(Bounding box annotation entries)
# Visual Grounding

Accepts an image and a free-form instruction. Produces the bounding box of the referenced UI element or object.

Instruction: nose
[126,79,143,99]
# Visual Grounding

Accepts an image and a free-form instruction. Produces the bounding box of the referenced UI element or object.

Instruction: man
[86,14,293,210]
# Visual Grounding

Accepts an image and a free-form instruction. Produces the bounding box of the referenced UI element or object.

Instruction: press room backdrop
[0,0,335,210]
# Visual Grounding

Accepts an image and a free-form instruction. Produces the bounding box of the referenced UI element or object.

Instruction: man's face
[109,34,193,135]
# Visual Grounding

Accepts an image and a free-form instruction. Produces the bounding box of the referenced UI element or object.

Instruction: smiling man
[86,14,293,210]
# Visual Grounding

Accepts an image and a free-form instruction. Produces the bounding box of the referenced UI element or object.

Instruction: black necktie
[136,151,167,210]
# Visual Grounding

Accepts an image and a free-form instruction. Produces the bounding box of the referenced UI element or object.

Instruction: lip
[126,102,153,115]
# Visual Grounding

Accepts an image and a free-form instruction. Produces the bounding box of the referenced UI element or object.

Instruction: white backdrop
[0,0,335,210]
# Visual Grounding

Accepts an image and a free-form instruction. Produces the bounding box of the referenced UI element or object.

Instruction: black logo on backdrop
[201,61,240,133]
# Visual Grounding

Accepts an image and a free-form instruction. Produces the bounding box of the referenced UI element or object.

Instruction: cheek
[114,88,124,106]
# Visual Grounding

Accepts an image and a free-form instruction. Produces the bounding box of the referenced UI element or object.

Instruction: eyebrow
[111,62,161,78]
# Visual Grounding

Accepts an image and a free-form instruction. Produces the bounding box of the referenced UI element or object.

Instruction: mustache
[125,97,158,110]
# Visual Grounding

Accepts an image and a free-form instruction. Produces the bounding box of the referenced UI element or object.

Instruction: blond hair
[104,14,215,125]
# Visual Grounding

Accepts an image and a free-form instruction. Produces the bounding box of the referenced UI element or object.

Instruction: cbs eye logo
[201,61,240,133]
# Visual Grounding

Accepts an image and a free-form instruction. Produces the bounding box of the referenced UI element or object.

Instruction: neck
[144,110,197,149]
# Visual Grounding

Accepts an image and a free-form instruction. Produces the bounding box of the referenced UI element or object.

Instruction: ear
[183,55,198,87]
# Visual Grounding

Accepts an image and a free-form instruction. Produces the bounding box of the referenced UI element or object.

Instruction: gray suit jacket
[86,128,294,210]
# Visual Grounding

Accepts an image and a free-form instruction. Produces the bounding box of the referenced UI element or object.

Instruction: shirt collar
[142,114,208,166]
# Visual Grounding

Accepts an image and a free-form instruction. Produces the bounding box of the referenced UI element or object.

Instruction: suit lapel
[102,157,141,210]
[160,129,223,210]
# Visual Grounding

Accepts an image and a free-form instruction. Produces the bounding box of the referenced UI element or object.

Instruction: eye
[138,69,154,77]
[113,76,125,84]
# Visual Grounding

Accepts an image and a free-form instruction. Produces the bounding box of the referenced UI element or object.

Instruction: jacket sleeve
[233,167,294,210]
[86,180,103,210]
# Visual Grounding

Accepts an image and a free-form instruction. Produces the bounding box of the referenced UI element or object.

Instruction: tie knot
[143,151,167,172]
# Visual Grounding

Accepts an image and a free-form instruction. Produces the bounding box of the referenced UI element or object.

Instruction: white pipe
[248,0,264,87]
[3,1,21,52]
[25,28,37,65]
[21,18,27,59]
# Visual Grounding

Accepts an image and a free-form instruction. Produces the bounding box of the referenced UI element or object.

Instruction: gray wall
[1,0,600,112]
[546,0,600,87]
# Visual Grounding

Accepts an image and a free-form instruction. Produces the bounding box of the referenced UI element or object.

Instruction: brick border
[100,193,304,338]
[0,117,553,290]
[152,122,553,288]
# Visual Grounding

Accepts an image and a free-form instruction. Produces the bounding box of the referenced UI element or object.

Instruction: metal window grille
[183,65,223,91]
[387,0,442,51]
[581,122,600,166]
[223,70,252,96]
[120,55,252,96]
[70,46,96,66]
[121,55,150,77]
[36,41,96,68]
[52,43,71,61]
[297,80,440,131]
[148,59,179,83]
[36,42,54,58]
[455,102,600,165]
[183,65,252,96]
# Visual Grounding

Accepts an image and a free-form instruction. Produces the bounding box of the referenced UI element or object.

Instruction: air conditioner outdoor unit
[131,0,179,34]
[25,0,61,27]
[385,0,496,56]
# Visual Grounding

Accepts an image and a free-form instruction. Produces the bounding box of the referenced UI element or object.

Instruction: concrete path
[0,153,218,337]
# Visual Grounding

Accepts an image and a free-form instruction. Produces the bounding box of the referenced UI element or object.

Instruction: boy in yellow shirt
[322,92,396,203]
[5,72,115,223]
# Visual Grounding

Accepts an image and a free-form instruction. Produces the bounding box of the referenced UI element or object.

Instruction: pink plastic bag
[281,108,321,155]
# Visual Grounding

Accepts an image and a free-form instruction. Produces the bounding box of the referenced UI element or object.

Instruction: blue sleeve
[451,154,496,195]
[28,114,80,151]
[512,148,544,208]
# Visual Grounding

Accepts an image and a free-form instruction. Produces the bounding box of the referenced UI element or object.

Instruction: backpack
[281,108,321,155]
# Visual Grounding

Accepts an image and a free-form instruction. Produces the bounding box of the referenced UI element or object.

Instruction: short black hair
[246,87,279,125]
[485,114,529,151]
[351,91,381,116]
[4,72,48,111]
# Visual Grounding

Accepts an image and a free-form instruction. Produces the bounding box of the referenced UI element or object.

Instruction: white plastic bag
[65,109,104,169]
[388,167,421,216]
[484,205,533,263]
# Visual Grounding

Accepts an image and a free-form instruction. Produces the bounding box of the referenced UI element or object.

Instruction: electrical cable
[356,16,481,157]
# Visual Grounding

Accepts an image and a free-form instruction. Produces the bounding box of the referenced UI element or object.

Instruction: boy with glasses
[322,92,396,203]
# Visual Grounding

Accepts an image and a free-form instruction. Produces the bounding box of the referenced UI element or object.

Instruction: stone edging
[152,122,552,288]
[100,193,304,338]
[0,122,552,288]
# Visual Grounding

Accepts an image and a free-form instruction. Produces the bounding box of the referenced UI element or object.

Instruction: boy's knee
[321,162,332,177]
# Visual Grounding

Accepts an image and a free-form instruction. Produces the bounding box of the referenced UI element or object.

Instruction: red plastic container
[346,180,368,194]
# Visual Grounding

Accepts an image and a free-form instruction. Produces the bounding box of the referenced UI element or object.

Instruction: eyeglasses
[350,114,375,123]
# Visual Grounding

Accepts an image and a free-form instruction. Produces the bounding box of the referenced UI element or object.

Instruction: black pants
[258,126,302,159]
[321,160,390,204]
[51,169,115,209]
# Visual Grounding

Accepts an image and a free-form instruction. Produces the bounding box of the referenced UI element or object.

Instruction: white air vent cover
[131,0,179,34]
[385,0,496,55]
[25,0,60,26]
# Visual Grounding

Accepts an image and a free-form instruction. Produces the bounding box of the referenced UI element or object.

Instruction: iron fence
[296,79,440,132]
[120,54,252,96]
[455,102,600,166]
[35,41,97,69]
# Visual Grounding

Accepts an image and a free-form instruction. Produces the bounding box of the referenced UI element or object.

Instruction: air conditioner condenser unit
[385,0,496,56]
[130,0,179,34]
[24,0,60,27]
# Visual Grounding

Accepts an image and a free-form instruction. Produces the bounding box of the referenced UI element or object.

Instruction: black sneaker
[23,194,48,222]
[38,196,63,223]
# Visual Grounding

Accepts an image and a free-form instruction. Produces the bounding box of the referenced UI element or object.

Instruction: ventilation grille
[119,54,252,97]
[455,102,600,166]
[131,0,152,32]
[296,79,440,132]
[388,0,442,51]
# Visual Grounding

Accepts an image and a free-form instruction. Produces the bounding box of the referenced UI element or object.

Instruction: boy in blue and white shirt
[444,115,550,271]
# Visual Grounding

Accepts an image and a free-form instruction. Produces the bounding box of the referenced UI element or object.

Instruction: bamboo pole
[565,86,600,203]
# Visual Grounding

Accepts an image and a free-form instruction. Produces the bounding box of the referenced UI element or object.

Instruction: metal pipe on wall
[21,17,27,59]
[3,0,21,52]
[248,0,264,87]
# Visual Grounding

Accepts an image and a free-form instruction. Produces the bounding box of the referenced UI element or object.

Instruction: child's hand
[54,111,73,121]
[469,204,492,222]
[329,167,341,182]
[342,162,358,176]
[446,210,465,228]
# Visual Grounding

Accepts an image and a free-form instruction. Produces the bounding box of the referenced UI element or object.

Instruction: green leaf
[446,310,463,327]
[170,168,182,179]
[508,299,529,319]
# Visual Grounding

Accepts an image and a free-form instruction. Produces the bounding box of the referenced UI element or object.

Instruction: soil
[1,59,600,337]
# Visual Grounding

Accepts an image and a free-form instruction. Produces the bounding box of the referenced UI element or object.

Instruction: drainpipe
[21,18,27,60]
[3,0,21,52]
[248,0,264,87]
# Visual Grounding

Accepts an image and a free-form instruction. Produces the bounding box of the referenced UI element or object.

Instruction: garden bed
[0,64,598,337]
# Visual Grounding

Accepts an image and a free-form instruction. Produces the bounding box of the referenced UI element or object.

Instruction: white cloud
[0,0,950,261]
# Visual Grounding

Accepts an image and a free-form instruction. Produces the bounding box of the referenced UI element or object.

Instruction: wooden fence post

Given instruction | Show each line of the records above that contains the word "grille", copying the lines unchanged.

Reply to the exercise |
Instruction: metal window grille
Instruction: ventilation grille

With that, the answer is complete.